- **Short exercise 1**
Answer these questions about the report on the German election:
(a) What share of the vote did Merkel's CDU/CSU bloc win, according to the exit polls?
(b) Who leads the Social Democrats?
(c) Who said the SPD would go into opposition?
- **Short exercise 2**
Can you present the lines of the listing from the line with "Where can you find the mountain?" through the line with "point(72, 225)", both included, as a Markdown table with the columns Row and Line? Leave out any blank lines.

- **Excerpted passage**

════════════════════

Chancellor Angela Merkel’s conservative alliance has finished first in Germany's elections, exit polls suggest, putting her in a position to lead the country for a historic fourth term.
Merkel’s bloc of the Christian Democratic Party and the Bavarian-only Christian Social Union (CDU/CSU) won between 32.5 and 33.5 percent of the vote in the September 24 elections, according to polls conducted for public television channels ARD and ZDF.
The polls indicated that the Social Democrats (SPD) led by Martin Schulz gained between 20 and 21 percent support -- a post-World War II low.
They also suggested that the far-right, populist Alternative for Germany (AfD) emerged as Germany's third-strongest party with 13 to 13.5 percent support.
Merkel will now try to form a coalition government, a process that could take months.
The SPD’s deputy leader, Manuela Schwesig, said the party would go into opposition, putting an end to the current coalition with Merkel.
AfD's performance means that the anti-immigrant party is on track to have a seat at the Bundestag for the first time.

════════════════════

- **Named-object pointing listing**
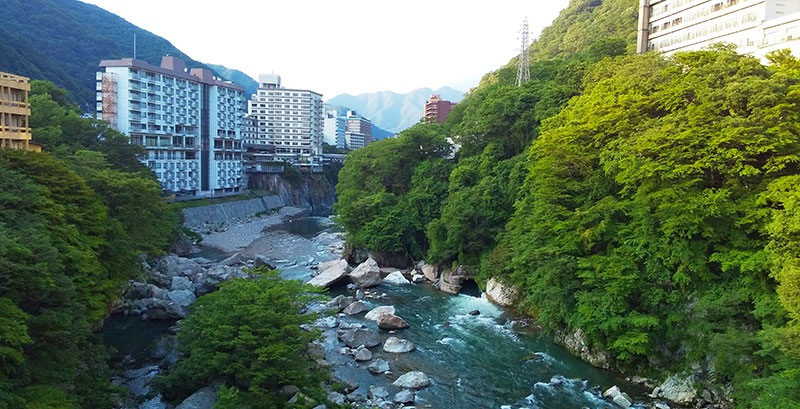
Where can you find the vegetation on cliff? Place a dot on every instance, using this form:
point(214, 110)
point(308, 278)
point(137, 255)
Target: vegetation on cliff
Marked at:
point(650, 202)
point(73, 223)
point(247, 336)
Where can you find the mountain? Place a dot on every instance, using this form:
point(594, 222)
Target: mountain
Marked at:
point(238, 77)
point(377, 132)
point(63, 41)
point(391, 111)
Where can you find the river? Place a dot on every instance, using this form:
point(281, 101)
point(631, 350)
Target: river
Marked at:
point(483, 361)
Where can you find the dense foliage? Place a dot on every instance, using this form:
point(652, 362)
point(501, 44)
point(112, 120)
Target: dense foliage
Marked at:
point(248, 336)
point(650, 202)
point(72, 225)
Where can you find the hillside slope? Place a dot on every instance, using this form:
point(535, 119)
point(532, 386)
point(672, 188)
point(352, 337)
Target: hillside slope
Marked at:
point(63, 41)
point(576, 28)
point(391, 111)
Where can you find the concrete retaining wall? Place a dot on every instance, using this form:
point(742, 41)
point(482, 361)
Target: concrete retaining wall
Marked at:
point(218, 213)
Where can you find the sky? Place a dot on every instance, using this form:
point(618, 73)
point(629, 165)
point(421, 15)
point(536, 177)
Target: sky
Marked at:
point(358, 46)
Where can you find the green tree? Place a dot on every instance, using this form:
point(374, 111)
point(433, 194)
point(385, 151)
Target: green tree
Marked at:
point(248, 335)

════════════════════

- **Right answer 1**
(a) Between 32.5 and 33.5 percent.
(b) Martin Schulz.
(c) Manuela Schwesig, the SPD's deputy leader.

- **Right answer 2**
| Row | Line |
|---|---|
| 1 | Where can you find the mountain? Place a dot on every instance, using this form: |
| 2 | point(594, 222) |
| 3 | Target: mountain |
| 4 | Marked at: |
| 5 | point(238, 77) |
| 6 | point(377, 132) |
| 7 | point(63, 41) |
| 8 | point(391, 111) |
| 9 | Where can you find the river? Place a dot on every instance, using this form: |
| 10 | point(281, 101) |
| 11 | point(631, 350) |
| 12 | Target: river |
| 13 | Marked at: |
| 14 | point(483, 361) |
| 15 | Where can you find the dense foliage? Place a dot on every instance, using this form: |
| 16 | point(652, 362) |
| 17 | point(501, 44) |
| 18 | point(112, 120) |
| 19 | Target: dense foliage |
| 20 | Marked at: |
| 21 | point(248, 336) |
| 22 | point(650, 202) |
| 23 | point(72, 225) |